▶ **Activity**:
Give back, unchanged, each line from the one containing "of the courtyard" through the last line of the entries below.

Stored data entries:
____
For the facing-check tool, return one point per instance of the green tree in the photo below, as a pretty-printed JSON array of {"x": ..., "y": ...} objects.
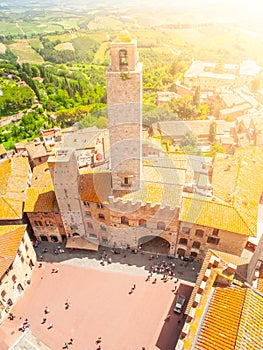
[
  {"x": 196, "y": 98},
  {"x": 214, "y": 150},
  {"x": 212, "y": 133},
  {"x": 189, "y": 143},
  {"x": 183, "y": 108}
]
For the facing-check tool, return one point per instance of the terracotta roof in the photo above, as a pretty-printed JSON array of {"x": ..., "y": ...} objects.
[
  {"x": 95, "y": 186},
  {"x": 11, "y": 209},
  {"x": 238, "y": 180},
  {"x": 160, "y": 185},
  {"x": 227, "y": 317},
  {"x": 41, "y": 200},
  {"x": 41, "y": 176},
  {"x": 14, "y": 177},
  {"x": 178, "y": 128},
  {"x": 234, "y": 320},
  {"x": 220, "y": 324},
  {"x": 203, "y": 212},
  {"x": 36, "y": 149},
  {"x": 10, "y": 238}
]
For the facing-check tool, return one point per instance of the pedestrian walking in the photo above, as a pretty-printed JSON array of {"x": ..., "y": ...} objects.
[
  {"x": 98, "y": 340},
  {"x": 67, "y": 304}
]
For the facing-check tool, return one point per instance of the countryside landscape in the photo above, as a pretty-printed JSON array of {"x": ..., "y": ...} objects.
[
  {"x": 131, "y": 161},
  {"x": 61, "y": 52}
]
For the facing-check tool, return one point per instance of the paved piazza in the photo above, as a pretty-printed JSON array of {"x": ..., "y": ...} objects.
[{"x": 101, "y": 306}]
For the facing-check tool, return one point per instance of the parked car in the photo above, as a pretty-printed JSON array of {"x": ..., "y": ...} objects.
[{"x": 178, "y": 308}]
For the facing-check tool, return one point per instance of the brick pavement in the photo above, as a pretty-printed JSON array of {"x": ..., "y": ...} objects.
[{"x": 101, "y": 303}]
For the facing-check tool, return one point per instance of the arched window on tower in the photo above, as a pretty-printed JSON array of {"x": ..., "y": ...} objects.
[{"x": 123, "y": 59}]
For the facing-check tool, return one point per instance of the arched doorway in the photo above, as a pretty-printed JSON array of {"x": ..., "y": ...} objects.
[
  {"x": 154, "y": 244},
  {"x": 75, "y": 234},
  {"x": 20, "y": 288},
  {"x": 181, "y": 252}
]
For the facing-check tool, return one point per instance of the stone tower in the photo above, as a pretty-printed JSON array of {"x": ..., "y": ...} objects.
[{"x": 124, "y": 98}]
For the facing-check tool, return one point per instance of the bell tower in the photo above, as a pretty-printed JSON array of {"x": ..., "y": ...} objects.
[{"x": 124, "y": 99}]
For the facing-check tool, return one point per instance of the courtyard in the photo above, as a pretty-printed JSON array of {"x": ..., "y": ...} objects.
[{"x": 101, "y": 305}]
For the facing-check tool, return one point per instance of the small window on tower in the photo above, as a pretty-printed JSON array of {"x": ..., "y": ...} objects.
[{"x": 123, "y": 55}]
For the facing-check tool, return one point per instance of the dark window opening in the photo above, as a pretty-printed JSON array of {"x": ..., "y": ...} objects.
[
  {"x": 43, "y": 238},
  {"x": 183, "y": 241},
  {"x": 215, "y": 232},
  {"x": 142, "y": 223},
  {"x": 185, "y": 229},
  {"x": 213, "y": 240},
  {"x": 199, "y": 233},
  {"x": 196, "y": 245},
  {"x": 124, "y": 220},
  {"x": 90, "y": 225}
]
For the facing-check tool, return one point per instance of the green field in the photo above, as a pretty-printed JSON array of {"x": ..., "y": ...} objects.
[
  {"x": 102, "y": 54},
  {"x": 9, "y": 28},
  {"x": 35, "y": 43},
  {"x": 105, "y": 23},
  {"x": 24, "y": 52}
]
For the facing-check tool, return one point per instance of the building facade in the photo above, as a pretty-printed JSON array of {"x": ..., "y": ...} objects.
[{"x": 18, "y": 259}]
____
▶ **Written answer**:
For the facing-check tool, return one point per instance of the courtyard in the photo above, as a pretty-printed JSON array of {"x": ..., "y": ...} objects.
[{"x": 101, "y": 305}]
For the facing-check tool, return one point per instance of the small window on tower in the photo above, as a pretty-printed JSON array of {"x": ..., "y": ...} objects.
[{"x": 123, "y": 55}]
For the facing-check tool, return one point per instance of the dark window opening in the photo above, as a pretty-printed JSON array of {"x": ..., "y": ...} objects.
[
  {"x": 43, "y": 238},
  {"x": 183, "y": 241},
  {"x": 215, "y": 232},
  {"x": 142, "y": 223},
  {"x": 185, "y": 229},
  {"x": 213, "y": 240},
  {"x": 199, "y": 233},
  {"x": 196, "y": 245},
  {"x": 124, "y": 220},
  {"x": 90, "y": 225}
]
For the facing-check tool, return one point per instance of the green field in the photo above, as a pretty-printed JSON array of {"x": ..., "y": ...} objects.
[
  {"x": 102, "y": 54},
  {"x": 9, "y": 28},
  {"x": 35, "y": 43},
  {"x": 105, "y": 23},
  {"x": 24, "y": 52}
]
For the facing-check tool, return one point per instance of the building facade in the photo above, as a pretty-printed JSON array of {"x": ..., "y": ...} objects.
[{"x": 18, "y": 259}]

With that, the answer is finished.